Exercise objective
For each line below, print it again exactly as shown.

═════ Records supplied ═════

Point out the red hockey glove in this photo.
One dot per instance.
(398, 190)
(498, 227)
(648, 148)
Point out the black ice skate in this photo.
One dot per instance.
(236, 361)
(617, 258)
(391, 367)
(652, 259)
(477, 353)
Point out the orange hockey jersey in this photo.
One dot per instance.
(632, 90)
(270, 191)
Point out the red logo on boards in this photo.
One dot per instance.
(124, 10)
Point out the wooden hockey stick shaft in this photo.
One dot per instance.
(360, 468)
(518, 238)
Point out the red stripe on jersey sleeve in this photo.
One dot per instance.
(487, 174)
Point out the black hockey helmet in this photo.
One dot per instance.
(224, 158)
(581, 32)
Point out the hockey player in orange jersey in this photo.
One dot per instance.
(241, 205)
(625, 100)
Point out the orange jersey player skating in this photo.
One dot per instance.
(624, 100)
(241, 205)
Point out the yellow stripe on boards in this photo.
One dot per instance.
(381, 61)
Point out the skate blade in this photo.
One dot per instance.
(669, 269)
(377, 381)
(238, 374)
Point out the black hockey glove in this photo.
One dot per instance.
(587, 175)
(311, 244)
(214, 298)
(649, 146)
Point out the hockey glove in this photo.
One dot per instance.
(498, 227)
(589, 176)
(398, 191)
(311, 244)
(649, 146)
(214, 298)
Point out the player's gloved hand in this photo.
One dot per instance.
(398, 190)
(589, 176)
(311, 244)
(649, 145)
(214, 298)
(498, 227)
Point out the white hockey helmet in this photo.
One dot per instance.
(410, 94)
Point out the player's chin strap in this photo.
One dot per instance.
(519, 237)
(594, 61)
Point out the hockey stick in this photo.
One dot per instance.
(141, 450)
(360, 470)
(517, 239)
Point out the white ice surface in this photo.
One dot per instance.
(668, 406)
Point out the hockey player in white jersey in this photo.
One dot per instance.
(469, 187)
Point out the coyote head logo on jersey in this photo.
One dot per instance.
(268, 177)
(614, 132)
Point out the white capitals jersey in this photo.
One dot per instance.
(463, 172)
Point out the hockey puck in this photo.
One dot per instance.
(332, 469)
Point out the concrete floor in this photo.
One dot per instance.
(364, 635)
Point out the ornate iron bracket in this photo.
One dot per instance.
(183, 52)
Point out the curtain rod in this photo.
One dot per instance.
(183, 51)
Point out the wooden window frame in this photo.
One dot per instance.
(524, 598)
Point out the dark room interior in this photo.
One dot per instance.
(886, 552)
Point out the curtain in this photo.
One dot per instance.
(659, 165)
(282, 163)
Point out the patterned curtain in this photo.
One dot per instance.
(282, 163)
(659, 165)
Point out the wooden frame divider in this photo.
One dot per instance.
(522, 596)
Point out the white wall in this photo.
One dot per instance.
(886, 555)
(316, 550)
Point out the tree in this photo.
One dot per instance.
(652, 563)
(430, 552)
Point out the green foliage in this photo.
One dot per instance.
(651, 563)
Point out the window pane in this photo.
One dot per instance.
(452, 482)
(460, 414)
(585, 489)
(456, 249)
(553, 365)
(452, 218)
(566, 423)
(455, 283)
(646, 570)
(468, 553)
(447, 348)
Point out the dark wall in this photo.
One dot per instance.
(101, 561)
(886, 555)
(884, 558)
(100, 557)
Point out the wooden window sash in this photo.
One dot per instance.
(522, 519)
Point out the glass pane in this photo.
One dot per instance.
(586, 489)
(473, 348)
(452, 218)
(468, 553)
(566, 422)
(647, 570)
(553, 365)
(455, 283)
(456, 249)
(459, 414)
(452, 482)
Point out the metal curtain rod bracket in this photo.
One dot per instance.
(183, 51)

═════

Output of the exercise
Point out the red hockey glove in this photo.
One dot per instance.
(398, 190)
(498, 227)
(648, 148)
Point out the black ice skate in this photo.
One dot per instance.
(236, 361)
(617, 258)
(391, 367)
(652, 259)
(477, 353)
Point out the orange hockey jersey in this photo.
One dot per instance.
(632, 90)
(270, 191)
Point out the red logo on boards in this photo.
One dot per instance.
(124, 10)
Point out the wooden hockey stick shaft in this photo.
One dot per instance.
(360, 468)
(518, 238)
Point out the red stripe on jersey sleeve in this photo.
One dot per instance.
(487, 174)
Point out the black hockey helmet in this photo.
One dot per instance.
(224, 158)
(581, 32)
Point out the hockey player in orange jersey in this photo.
One dot per instance.
(241, 205)
(625, 100)
Point out the orange jersey player skating in this photo.
One dot per instance.
(624, 100)
(241, 205)
Point out the yellow stripe on boards in this photo.
One dot per instance.
(381, 61)
Point out the skate blade in this photo.
One dot per instance.
(669, 269)
(377, 381)
(238, 374)
Point out the black hockey glove in this photo.
One dot per instance.
(587, 175)
(311, 244)
(214, 298)
(649, 146)
Point out the hockey glove in this photo.
One dot per instance.
(498, 227)
(589, 176)
(398, 191)
(311, 244)
(649, 146)
(214, 298)
Point out the player's gloved hand in this photo.
One dot per instance.
(398, 190)
(589, 176)
(311, 244)
(649, 145)
(214, 298)
(498, 227)
Point out the white hockey helmet in this photo.
One dot per instance.
(410, 94)
Point out the player's chin strap in this photo.
One dot per instance.
(519, 237)
(594, 61)
Point out the hockey stick in this photo.
One dot per instance.
(141, 450)
(360, 470)
(517, 239)
Point out the white ice surface in this photo.
One dot per instance.
(668, 406)
Point out the hockey player in white jersey in this photo.
One dot per instance.
(469, 187)
Point out the coyote head logo on jersey in this photo.
One dot per instance.
(268, 177)
(614, 132)
Point out the white capitals jersey in this photo.
One dot per instance.
(463, 172)
Point out the hockey puck in this photo.
One dot per instance.
(332, 469)
Point out the concrete floor in this photo.
One dot per instance.
(364, 635)
Point out the ornate iron bracket in this photo.
One dot per instance.
(183, 52)
Point out the curtain rod in this photo.
One dot per instance.
(183, 51)
Point out the wooden window frame in this photo.
One dot per instance.
(524, 598)
Point out the dark room interior in this photo.
One dot per instance.
(886, 552)
Point out the curtain in this photo.
One dot per instance.
(659, 165)
(282, 163)
Point out the patterned curtain in this photo.
One dot per instance.
(282, 163)
(659, 165)
Point out the wooden frame divider in this photo.
One dot per instance.
(522, 596)
Point out the white wall in this photo.
One dot per instance.
(886, 555)
(316, 550)
Point out the tree in this photo.
One dot per instance.
(652, 563)
(430, 552)
Point out the green foliage in this photo.
One dot per instance.
(651, 563)
Point out the window pane in this photo.
One dot per instance.
(452, 482)
(460, 414)
(585, 489)
(456, 249)
(553, 365)
(452, 218)
(566, 423)
(455, 283)
(646, 570)
(468, 553)
(447, 348)
Point out the dark wall in this photo.
One dot per instance.
(101, 561)
(886, 555)
(884, 558)
(100, 557)
Point out the wooden window sash in this photo.
One dot per instance.
(522, 519)
Point out the glass pane in this photo.
One dot per instance.
(586, 489)
(473, 348)
(452, 218)
(468, 553)
(566, 422)
(647, 570)
(553, 365)
(455, 283)
(456, 249)
(459, 414)
(452, 482)
Point out the metal curtain rod bracket in this photo.
One dot per instance.
(183, 51)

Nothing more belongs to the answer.